(Coordinate annotation data)
☆ ☆ ☆ ☆

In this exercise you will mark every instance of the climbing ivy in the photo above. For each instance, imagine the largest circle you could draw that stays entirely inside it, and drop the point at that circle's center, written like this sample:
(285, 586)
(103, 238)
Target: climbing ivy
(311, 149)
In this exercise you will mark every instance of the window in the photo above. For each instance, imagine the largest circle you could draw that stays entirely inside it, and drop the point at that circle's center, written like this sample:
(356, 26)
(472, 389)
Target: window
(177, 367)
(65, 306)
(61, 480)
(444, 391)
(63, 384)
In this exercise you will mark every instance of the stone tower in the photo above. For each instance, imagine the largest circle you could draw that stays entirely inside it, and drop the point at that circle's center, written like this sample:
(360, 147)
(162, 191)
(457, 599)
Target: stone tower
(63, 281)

☆ ☆ ☆ ☆

Reproduce every line of the data above without any changes.

- [OUTPUT OF THE EXERCISE]
In this exercise you will mark every instance of the climbing ivy in the photo above. For each instance, imagine the largest circle you could draw that stays entirely inside it, and drop the point at that circle's center, written like this sample:
(285, 586)
(103, 238)
Target: climbing ivy
(311, 149)
In this exercise you will mark every instance of the window in the photo above. For each instance, imagine the largest circle you could draw that stays entirely inside it, and drop the point at that circle's center, written like this sample:
(356, 26)
(472, 389)
Target: window
(177, 367)
(65, 306)
(61, 480)
(444, 391)
(63, 384)
In this exercise you will mark every instance of the stone tower in the photo above. For each instance, imagine the largest circle you could draw that stays entirely inside it, and drop the point at that circle's center, written like this sample:
(360, 147)
(162, 191)
(457, 599)
Target: stone tower
(63, 281)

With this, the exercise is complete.